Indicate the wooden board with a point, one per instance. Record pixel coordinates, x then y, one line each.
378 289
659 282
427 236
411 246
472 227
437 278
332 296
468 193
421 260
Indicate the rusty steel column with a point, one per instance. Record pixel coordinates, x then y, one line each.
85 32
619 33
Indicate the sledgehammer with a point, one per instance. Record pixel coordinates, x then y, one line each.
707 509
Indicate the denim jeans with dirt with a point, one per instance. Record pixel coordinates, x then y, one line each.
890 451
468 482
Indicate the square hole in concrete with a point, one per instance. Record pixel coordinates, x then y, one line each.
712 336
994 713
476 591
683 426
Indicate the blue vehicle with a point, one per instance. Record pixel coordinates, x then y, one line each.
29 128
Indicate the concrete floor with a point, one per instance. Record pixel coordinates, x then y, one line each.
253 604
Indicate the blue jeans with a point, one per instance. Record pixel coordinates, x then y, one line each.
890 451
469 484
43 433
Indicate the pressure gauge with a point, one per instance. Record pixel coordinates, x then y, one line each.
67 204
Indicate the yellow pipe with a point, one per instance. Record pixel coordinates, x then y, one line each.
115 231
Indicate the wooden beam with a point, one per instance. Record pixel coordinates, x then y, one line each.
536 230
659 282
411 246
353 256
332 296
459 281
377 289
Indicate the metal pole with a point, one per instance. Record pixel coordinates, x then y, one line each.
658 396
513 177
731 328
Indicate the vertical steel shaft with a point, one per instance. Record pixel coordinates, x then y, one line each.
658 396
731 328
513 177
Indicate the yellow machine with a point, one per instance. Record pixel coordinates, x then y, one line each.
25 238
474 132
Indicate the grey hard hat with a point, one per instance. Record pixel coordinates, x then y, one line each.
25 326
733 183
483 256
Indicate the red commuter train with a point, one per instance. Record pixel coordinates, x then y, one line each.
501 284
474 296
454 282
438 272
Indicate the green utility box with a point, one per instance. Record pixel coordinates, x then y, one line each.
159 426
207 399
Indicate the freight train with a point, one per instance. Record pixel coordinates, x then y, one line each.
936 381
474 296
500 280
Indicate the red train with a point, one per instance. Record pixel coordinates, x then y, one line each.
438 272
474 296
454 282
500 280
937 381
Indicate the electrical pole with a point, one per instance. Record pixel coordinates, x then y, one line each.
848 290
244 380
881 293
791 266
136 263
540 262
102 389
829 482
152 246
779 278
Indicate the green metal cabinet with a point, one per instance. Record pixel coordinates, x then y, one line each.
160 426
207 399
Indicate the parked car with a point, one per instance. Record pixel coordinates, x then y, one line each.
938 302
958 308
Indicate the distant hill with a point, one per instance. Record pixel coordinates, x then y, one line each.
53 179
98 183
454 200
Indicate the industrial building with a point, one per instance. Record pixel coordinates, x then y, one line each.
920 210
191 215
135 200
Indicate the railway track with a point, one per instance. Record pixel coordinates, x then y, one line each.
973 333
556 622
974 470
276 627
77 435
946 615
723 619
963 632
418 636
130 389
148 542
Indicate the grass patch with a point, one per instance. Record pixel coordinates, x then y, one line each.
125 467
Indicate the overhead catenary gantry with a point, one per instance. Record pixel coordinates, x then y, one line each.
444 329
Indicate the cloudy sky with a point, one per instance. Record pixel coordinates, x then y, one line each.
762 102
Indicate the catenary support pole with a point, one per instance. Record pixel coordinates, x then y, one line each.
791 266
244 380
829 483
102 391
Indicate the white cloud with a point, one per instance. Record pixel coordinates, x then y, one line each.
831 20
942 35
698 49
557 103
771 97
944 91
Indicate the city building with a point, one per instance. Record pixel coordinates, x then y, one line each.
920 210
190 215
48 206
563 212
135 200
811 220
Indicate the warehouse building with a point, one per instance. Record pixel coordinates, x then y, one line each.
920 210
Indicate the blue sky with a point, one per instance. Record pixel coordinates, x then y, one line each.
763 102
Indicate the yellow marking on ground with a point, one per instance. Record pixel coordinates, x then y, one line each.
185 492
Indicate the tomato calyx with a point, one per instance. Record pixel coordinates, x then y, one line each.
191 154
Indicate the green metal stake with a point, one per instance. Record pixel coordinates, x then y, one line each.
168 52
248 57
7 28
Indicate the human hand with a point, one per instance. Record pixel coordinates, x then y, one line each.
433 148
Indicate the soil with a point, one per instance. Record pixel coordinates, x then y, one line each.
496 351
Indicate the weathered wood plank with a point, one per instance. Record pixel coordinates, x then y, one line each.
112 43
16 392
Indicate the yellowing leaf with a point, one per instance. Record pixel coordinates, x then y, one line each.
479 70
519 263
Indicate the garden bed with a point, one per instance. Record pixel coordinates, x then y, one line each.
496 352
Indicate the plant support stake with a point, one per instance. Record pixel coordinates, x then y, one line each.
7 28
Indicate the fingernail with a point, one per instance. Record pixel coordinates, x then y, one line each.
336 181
* * * * * * *
TASK PROMPT:
Repeat all of the records above exactly as they appear.

ANSWER:
Indicate the wooden board with a point, one per instance. Record pixel coordinates, x then y, one line each.
378 289
659 282
427 236
411 246
472 227
437 278
332 296
468 193
421 260
Indicate the rusty steel column with a point, one per instance. Record pixel coordinates, x then y, one line each.
85 32
619 33
Indicate the sledgehammer with a point, one per instance. Record pixel coordinates, x then y, one line each.
707 509
Indicate the denim jeans with dirt with a point, one per instance. Record pixel coordinates, x then y, one line each.
890 451
468 482
Indicate the square hole in concrete with a point, one per instance. Record pixel coordinates, x then y, one line each.
712 336
994 713
476 591
683 426
Indicate the blue vehicle with a point, one per instance. Record pixel coordinates, x then y, one line each.
29 128
Indicate the concrete floor with a point, one per instance. Record pixel coordinates, x then y, one line each.
253 604
Indicate the blue jeans with a point, one per instance. Record pixel coordinates, x then y, one line each.
890 451
469 484
43 433
Indicate the pressure gauge with a point, one per instance. Record pixel coordinates, x then y, one line each.
67 204
Indicate the yellow pipe with a point, one per instance. Record pixel coordinates, x then y, one line each.
115 231
Indicate the wooden beam with a point, one per instance. Record pixel coordinates, x then y, one line each.
536 230
659 282
411 246
353 256
332 296
459 281
377 289
Indicate the metal pole with a point, one per instance. Record pixel coordinates, x then y, one line each.
658 396
513 177
731 328
Indicate the vertical steel shaft with a point, one per instance. Record pixel coordinates, x then y, one line each.
658 396
731 328
513 177
Indicate the yellow machine with a point, one per instance. Record pixel coordinates, x then y, one line each.
25 238
474 132
Indicate the grey hard hat with a point, one per instance. Record pixel coordinates, x then y, one line each.
25 326
733 183
483 256
Indicate the red commuter train with a point, one per instance. Record pixel coordinates, x then y, one line each.
501 284
474 296
454 282
438 272
Indicate the green utility box with a point, one per instance. Record pixel coordinates, x then y, one line each.
159 426
207 399
Indicate the freight train with a point, one per instance. Record pixel coordinates, x then y, one line each.
936 381
474 296
500 280
Indicate the red train with a point, one per instance. Record pixel coordinates, x then y, one line each.
438 272
474 296
454 282
500 280
937 381
Indicate the electrical pole with a point, one per instance. Record pixel coordinates, x then y, one line each.
848 290
244 380
881 293
791 266
136 263
540 262
102 389
829 482
152 246
779 278
Indicate the green metal cabinet with a point, one per instance. Record pixel coordinates, x then y, one line each.
160 426
207 399
Indicate the parked car with a point, one per instance. Record pixel coordinates, x then y, one line each.
938 302
958 308
Indicate the distant hill with a point, one per instance. Record pixel coordinates, x then y, one line each.
53 179
98 183
454 200
Indicate the industrial building with a point, one per instance. Record pixel coordinates, x then y, one line each.
920 210
191 215
135 200
Indicate the railway track with a point, one per instance. Record pixel coordinates, x then y, one line each.
973 333
556 622
974 470
276 627
77 435
946 615
723 619
963 632
418 636
130 389
148 542
Indicate the grass patch with a point, one per instance. Record pixel coordinates, x then y, one line each.
125 467
Indicate the overhead catenary gantry with a point, one per instance. Record pixel coordinates, x then y, one line each.
444 329
Indicate the cloudy sky with a point, one per instance. Record pixel coordinates, x then y, one line each.
762 102
Indicate the catenary support pole with a point, one per instance. Record pixel coordinates, x then y, one line each.
791 266
244 380
829 483
102 391
Indicate the white cloud with a point, one per instance. Record pixel coordinates, x then y, one line each.
831 20
942 35
698 49
557 103
771 97
944 91
Indicate the city building with a point, one per instance. Record pixel coordinates, x then y, one line each.
920 210
190 215
48 206
563 212
135 200
811 220
Indicate the warehouse building with a point, one per instance. Record pixel coordinates, x then y, one line each.
920 210
Indicate the blue sky with a point, one per instance. Record pixel coordinates, x then y, one line each.
763 102
Indicate the yellow marking on ground with a point, one per instance. Record pixel coordinates, x then y, one line each.
185 492
Indicate the tomato calyx with a point, one per instance. Record pixel coordinates, x then y, one line each.
191 154
Indicate the green metal stake with a point, one per instance. Record pixel coordinates, x then y, one line each.
168 52
248 57
7 28
Indicate the human hand with a point, one per instance. Record pixel coordinates, x then y, one line each.
433 148
Indicate the soil with a point, one per instance. Record pixel coordinates, x then y, one line each.
496 351
Indicate the weathered wood plank with a point, one per instance. Record pixel coordinates, x then y, one line each.
112 43
16 392
Indicate the yellowing leaf with a point, one per instance. Record pixel coordinates, x then y, one line each.
479 70
519 263
Indicate the garden bed with a point, one per instance. Record pixel coordinates, x then y, one line each.
496 352
Indicate the plant support stake with a point, one per instance. Record pixel coordinates, x then y, one line each.
7 28
Indicate the fingernail with a point, one per instance. Record pixel coordinates, x then y, one line each.
336 181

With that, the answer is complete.